Supplied text:
Fri, September 6, 2:00 to 3:30pm, Marriott Philadelphia Downtown, Franklin 4

Abstract

Following the Dobbs v. Jackson Women’s Health Organization decision, Republican-controlled legislatures across the U.S. initiated or were able to finally implement existing draconian abortion restrictions. Reproductive health and justice advocates and scholars have long warned of the implications of restricting reproductive rights for birthing people everywhere including increased maternal and infant mortality (Silliman et al. 2016; Ross 1992; Ross et al. 2017; Vilda et al. 2021; Bossick et al. 2023). Nonetheless, in order to appeal to anti-abortion policymakers, advocates across the country have strategically separated “maternal and child health” (MCH) issues, such as increased insurance coverage for midwifery and doula care, from issues often labeled as “reproductive rights,” such as access to sex education, birth control, and abortion. Nowhere is this more apparent than in Louisiana, a state with one of the most restrictive policy environments for reproductive rights and one the highest rates of maternal and infant mortality in the United States.

Raw data:
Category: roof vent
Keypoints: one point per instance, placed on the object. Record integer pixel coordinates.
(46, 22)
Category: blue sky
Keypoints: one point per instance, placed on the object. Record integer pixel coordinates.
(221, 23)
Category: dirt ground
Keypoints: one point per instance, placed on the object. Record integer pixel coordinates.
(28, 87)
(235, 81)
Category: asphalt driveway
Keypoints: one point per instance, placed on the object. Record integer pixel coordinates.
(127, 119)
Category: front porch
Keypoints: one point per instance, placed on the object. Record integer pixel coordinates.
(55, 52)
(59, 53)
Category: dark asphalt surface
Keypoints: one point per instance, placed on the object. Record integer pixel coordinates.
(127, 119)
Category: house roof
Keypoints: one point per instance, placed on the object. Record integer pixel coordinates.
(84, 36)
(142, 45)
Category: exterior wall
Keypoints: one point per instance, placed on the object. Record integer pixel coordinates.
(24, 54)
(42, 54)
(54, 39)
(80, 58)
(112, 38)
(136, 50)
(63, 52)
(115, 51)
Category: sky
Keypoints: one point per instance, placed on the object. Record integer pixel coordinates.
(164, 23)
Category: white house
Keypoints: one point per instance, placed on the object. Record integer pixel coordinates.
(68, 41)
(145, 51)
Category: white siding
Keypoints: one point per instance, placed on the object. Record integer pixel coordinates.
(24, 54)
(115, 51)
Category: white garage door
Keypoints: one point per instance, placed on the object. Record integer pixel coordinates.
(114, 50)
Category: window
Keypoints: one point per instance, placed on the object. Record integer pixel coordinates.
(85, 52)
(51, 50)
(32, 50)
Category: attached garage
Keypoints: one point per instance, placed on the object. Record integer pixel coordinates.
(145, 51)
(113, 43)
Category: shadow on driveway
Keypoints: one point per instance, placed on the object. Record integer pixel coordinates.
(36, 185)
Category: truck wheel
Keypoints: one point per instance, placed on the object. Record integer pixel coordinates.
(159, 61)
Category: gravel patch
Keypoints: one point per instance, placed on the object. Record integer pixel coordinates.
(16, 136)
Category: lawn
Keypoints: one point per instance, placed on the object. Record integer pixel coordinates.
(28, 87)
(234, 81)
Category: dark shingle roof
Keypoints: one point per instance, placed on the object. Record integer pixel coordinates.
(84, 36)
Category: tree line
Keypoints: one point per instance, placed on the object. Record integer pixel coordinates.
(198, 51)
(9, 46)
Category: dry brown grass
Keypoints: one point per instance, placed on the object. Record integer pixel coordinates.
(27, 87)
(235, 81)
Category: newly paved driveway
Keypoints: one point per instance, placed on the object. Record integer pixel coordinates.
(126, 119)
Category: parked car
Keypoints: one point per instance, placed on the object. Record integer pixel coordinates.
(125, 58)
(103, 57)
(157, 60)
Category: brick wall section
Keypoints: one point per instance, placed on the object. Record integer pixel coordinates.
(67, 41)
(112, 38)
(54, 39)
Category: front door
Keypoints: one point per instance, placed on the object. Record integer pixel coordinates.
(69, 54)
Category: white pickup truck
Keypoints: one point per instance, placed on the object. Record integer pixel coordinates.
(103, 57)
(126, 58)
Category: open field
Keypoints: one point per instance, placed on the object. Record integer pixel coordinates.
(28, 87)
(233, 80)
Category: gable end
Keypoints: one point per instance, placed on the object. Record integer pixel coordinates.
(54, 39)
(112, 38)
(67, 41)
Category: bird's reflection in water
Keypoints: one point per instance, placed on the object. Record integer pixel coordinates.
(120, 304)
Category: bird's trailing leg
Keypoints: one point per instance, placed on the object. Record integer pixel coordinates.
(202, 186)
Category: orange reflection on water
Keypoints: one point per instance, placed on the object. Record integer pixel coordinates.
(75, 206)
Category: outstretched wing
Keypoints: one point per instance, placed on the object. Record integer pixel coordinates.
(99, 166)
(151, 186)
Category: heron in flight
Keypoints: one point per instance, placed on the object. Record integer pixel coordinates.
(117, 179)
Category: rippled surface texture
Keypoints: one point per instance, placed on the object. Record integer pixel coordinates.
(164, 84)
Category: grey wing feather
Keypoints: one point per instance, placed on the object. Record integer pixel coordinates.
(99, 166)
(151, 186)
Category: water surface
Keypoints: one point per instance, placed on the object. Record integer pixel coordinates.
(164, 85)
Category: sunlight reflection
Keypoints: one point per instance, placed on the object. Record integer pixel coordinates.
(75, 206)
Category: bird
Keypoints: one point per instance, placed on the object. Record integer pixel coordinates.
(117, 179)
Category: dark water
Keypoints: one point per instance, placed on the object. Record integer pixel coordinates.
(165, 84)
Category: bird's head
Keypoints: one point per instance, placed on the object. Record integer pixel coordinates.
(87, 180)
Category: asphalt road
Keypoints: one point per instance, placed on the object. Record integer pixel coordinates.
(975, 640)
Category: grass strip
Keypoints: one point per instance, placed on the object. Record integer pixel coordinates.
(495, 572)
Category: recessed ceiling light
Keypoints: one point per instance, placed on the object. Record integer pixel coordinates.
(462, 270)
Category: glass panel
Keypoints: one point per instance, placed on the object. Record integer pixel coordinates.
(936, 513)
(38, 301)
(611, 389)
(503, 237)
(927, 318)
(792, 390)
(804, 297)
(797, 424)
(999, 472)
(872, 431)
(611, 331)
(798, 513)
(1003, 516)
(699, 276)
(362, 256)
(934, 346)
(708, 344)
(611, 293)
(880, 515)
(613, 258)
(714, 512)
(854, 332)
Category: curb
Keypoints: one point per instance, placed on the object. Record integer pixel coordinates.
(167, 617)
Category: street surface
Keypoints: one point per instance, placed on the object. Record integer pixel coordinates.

Set task: Reproduce the abstract on abortion restrictions and maternal health in Louisiana above word for word, from its opening time and place line through its final sentence.

Output of the task:
Fri, September 6, 2:00 to 3:30pm, Marriott Philadelphia Downtown, Franklin 4

Abstract

Following the Dobbs v. Jackson Women’s Health Organization decision, Republican-controlled legislatures across the U.S. initiated or were able to finally implement existing draconian abortion restrictions. Reproductive health and justice advocates and scholars have long warned of the implications of restricting reproductive rights for birthing people everywhere including increased maternal and infant mortality (Silliman et al. 2016; Ross 1992; Ross et al. 2017; Vilda et al. 2021; Bossick et al. 2023). Nonetheless, in order to appeal to anti-abortion policymakers, advocates across the country have strategically separated “maternal and child health” (MCH) issues, such as increased insurance coverage for midwifery and doula care, from issues often labeled as “reproductive rights,” such as access to sex education, birth control, and abortion. Nowhere is this more apparent than in Louisiana, a state with one of the most restrictive policy environments for reproductive rights and one the highest rates of maternal and infant mortality in the United States.